TO DO = Transcribe all of the data exactly. Images stay out.

EXTRACTED ENTRIES =
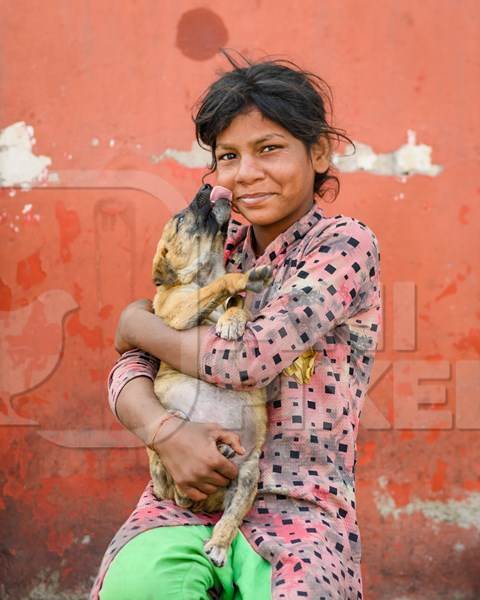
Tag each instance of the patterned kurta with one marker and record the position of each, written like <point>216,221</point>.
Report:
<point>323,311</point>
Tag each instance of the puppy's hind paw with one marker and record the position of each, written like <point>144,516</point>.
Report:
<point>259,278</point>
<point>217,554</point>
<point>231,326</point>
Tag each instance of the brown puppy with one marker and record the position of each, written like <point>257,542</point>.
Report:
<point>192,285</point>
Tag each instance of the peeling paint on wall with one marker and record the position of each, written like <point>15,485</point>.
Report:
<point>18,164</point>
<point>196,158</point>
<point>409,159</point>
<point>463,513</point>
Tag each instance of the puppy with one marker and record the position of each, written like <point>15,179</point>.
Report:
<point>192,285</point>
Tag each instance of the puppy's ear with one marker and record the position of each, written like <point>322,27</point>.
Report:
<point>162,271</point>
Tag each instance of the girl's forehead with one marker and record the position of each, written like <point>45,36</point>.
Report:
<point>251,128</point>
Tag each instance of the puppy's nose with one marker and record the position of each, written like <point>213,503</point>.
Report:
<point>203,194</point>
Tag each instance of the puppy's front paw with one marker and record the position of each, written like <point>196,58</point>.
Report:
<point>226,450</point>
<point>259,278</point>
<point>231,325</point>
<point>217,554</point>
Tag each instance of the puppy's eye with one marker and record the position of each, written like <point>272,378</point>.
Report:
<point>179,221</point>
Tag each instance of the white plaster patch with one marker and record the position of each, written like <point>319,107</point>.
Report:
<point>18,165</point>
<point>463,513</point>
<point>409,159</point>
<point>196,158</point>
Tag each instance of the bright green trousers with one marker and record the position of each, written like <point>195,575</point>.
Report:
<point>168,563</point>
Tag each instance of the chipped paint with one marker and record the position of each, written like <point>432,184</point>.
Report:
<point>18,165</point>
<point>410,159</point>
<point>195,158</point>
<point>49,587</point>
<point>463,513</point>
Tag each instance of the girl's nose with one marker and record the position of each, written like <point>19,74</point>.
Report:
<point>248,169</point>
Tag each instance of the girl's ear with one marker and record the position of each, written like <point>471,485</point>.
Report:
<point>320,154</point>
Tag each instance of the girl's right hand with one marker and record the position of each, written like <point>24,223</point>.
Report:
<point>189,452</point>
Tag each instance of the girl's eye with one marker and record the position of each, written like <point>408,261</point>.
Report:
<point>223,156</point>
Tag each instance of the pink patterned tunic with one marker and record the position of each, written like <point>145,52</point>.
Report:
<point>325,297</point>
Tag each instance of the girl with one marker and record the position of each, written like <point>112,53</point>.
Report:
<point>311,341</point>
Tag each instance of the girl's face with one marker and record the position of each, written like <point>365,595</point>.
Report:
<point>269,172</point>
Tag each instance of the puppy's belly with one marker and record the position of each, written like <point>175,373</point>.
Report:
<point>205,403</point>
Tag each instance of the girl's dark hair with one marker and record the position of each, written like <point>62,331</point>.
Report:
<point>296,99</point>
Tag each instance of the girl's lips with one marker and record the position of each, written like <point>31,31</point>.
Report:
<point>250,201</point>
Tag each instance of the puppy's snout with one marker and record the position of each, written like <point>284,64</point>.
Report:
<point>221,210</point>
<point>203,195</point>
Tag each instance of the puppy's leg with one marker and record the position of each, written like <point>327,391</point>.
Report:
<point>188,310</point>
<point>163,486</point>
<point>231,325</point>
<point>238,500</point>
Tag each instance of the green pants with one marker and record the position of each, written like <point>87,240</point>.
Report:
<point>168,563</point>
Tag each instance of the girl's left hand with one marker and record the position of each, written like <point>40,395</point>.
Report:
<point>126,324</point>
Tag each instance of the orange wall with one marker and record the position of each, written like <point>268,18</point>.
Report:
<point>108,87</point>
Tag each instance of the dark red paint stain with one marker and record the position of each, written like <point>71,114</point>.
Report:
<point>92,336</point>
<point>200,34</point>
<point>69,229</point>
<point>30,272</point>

ANSWER SPACE =
Tag each instance of the patterned kurta with one marker and record the position of each, written like <point>216,221</point>.
Report:
<point>323,311</point>
Tag each instance of the puppy's hind paw with one marker and record the position of each, written like <point>144,516</point>.
Report:
<point>259,278</point>
<point>217,554</point>
<point>231,326</point>
Tag each instance of the brown puppy with one marker and record the position of each, written like <point>257,542</point>.
Report:
<point>192,285</point>
Tag each instance of the peeling paint on wall with one marker and record the position of each, written like <point>15,485</point>.
Report:
<point>18,164</point>
<point>196,158</point>
<point>409,159</point>
<point>463,513</point>
Tag each instance of the puppy with one marker and record the position of each, written like <point>15,179</point>.
Report:
<point>192,285</point>
Tag each instance of the puppy's ear with one marker and record the position of each, written like <point>322,27</point>.
Report:
<point>162,271</point>
Tag each instance of the girl's forehead with one marker and record the position of each, written like <point>45,36</point>.
Report:
<point>251,128</point>
Tag each instance of the puppy's nose with one marker and record the position of each, written like <point>213,503</point>.
Report:
<point>203,194</point>
Tag each instance of the puppy's front paw with one marker and record the position of each, written like <point>196,58</point>.
Report:
<point>226,450</point>
<point>259,278</point>
<point>231,325</point>
<point>217,554</point>
Tag each instance of the puppy's eye with one marker and record the position of each, written like <point>272,378</point>.
Report:
<point>179,221</point>
Tag each instance of the white plaster patch with one marker and record the position of each, written like <point>319,107</point>.
Report:
<point>18,165</point>
<point>463,513</point>
<point>409,159</point>
<point>196,158</point>
Tag each instance of the bright green trousers with one marker and record the position of each, written like <point>195,575</point>.
Report:
<point>168,563</point>
Tag each instance of the chipped paint with one marker and record the position of each, written like <point>432,184</point>.
Report:
<point>18,165</point>
<point>410,159</point>
<point>195,158</point>
<point>49,587</point>
<point>463,513</point>
Tag each instance of the girl's nose with one marker and record the position of each, written like <point>19,74</point>.
Report:
<point>248,169</point>
Tag each instance of the girl's ear with one marker and record the position of each, written like <point>471,485</point>.
Report:
<point>320,154</point>
Tag each instance of the girl's right hand with one marker and record the position of each, written like <point>24,223</point>.
Report:
<point>189,452</point>
Tag each instance of the girl's eye with one marker and record the position of each, written like <point>408,261</point>.
Report:
<point>223,156</point>
Tag each instance of the pink patterned tunic with one marker and record the position of each, written like <point>145,52</point>.
Report:
<point>325,297</point>
Tag each instance of the girl with one marker and record the position of each, written like <point>112,53</point>.
Report:
<point>311,341</point>
Tag each instance of the girl's face with one marker and record the position of each, written like <point>365,595</point>.
Report:
<point>269,172</point>
Tag each instance of the puppy's belly with one marker and record the position of each, written like <point>175,373</point>.
Report:
<point>205,403</point>
Tag each instance of the girl's dark hair with one marker and record the position of each, written like <point>62,331</point>.
Report:
<point>296,99</point>
Tag each instance of the girl's lips with one marker and record the position of each, written like <point>31,31</point>.
Report:
<point>250,201</point>
Tag each instance of the puppy's snout with one marker and record the position of each, written like <point>284,64</point>.
Report:
<point>221,210</point>
<point>203,195</point>
Tag each instance of the puppy's leg with one marker and record the position of each, written like <point>327,391</point>.
Report:
<point>188,310</point>
<point>163,486</point>
<point>231,325</point>
<point>238,500</point>
Tag each instance of the green pants with one marker and record the position of each, written like <point>87,240</point>.
Report:
<point>168,563</point>
Tag each instance of the girl's left hand with one marker and record the position of each, written like <point>40,395</point>.
Report:
<point>126,324</point>
Tag each instance of the orange wall with one marker and record the position of each, written like <point>268,18</point>.
Report:
<point>108,87</point>
Tag each instance of the dark red paint stain with one marker and record the position of each, written like <point>71,114</point>.
Report:
<point>92,336</point>
<point>200,34</point>
<point>69,229</point>
<point>30,272</point>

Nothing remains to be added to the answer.